Exercise
In the records below, how many lines contain the string "after"? Reply with only the number.

Supplied information

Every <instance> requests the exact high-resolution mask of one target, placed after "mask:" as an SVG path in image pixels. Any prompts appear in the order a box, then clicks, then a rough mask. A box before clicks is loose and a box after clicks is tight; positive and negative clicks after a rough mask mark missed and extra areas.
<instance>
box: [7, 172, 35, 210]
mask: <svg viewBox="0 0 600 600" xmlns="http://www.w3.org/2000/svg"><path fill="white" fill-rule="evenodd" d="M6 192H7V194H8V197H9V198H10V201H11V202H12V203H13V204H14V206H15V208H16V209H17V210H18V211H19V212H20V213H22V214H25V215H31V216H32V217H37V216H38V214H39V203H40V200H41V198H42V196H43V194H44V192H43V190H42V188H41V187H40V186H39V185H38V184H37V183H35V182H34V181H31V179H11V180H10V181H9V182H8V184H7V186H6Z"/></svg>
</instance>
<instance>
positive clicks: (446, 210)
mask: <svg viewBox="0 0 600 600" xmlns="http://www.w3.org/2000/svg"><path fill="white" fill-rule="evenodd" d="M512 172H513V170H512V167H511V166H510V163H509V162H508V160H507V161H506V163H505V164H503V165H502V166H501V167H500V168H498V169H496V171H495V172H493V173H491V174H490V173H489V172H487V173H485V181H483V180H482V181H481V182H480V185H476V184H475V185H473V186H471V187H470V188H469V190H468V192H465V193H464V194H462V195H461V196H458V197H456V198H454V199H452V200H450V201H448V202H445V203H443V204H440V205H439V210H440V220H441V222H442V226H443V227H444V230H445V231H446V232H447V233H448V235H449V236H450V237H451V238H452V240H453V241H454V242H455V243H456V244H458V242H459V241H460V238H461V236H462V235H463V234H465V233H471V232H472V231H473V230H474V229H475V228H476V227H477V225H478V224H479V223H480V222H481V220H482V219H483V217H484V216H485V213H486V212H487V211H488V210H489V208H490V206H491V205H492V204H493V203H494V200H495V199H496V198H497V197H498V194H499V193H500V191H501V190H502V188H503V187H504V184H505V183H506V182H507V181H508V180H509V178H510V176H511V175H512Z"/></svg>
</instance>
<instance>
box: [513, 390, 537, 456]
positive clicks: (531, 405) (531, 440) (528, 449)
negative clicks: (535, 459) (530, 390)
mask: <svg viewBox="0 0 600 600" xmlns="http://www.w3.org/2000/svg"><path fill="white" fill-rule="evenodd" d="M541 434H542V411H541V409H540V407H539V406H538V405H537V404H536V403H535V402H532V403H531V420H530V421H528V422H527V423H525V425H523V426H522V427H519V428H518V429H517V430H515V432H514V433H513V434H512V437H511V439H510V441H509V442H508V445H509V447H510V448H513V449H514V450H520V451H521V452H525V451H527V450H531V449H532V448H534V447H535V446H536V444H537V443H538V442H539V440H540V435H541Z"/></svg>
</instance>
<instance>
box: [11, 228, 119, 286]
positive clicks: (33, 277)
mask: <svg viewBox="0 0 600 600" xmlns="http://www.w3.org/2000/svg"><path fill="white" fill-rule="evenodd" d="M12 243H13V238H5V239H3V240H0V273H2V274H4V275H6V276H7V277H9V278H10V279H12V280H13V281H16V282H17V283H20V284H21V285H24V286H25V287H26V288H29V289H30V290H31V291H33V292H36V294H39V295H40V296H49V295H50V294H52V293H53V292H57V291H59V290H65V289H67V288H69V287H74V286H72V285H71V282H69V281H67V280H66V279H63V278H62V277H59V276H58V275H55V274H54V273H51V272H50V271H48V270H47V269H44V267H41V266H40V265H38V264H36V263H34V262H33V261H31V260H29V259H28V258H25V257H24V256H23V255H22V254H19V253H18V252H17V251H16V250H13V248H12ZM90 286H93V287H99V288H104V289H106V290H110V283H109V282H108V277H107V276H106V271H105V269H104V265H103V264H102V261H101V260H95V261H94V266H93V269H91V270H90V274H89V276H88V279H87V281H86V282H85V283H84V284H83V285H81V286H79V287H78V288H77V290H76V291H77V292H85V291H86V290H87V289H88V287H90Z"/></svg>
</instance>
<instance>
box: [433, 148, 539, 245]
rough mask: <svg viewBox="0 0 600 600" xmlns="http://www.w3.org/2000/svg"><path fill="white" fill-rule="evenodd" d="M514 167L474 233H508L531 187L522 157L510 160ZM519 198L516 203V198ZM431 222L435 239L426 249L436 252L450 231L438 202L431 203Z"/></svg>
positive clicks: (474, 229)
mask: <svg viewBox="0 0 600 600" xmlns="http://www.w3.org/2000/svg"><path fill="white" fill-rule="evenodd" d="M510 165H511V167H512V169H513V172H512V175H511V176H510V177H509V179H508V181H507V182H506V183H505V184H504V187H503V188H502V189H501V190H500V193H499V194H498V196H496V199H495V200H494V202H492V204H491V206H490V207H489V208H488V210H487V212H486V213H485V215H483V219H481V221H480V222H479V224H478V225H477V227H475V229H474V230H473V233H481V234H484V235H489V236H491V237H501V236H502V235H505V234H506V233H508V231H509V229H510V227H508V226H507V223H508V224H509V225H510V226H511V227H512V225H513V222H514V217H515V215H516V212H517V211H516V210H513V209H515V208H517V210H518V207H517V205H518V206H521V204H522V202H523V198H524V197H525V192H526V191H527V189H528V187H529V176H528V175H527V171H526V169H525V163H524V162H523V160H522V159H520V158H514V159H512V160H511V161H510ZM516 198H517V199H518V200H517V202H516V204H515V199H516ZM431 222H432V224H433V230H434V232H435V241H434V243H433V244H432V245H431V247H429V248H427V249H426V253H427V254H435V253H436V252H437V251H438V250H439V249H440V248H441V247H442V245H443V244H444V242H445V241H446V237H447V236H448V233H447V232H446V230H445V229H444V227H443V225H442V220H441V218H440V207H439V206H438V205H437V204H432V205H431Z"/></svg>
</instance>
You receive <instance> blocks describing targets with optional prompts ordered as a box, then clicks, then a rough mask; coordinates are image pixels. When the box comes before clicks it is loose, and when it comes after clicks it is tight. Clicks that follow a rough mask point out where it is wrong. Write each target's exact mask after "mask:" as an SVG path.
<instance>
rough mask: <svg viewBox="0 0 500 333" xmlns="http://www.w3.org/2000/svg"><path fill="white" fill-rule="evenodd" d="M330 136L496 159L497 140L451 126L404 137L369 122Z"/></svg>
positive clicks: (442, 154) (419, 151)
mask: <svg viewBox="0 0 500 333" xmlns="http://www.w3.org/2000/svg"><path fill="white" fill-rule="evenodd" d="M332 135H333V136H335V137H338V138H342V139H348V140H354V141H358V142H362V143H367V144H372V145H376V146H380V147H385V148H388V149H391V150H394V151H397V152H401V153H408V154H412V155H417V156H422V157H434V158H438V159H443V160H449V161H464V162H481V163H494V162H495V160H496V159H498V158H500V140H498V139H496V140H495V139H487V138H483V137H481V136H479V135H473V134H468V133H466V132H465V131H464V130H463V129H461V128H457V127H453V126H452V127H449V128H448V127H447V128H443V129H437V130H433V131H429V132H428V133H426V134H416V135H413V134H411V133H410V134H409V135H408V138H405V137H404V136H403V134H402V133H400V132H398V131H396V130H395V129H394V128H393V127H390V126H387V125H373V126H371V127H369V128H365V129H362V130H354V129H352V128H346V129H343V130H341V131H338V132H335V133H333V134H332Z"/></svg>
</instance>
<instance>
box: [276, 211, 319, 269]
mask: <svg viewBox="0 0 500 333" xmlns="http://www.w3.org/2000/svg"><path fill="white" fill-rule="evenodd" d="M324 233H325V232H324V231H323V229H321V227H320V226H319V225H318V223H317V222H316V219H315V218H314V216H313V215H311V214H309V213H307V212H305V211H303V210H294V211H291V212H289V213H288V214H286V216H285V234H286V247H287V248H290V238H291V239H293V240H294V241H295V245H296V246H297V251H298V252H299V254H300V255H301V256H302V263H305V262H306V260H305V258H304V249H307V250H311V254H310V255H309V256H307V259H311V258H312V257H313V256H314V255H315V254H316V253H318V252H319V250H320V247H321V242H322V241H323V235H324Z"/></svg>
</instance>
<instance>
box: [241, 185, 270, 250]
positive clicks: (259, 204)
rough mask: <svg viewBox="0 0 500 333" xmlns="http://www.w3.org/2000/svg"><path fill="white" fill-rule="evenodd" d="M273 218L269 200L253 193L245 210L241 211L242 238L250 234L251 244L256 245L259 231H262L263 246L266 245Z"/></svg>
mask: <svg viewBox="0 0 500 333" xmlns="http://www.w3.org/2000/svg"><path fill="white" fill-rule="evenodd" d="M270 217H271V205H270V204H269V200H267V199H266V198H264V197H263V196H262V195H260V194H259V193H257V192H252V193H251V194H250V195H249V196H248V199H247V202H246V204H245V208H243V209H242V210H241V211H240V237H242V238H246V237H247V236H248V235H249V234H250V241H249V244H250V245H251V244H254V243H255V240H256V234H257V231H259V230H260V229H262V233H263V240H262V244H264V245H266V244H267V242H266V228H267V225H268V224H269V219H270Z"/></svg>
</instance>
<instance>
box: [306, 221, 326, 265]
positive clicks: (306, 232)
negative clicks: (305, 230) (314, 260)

Answer for this exercise
2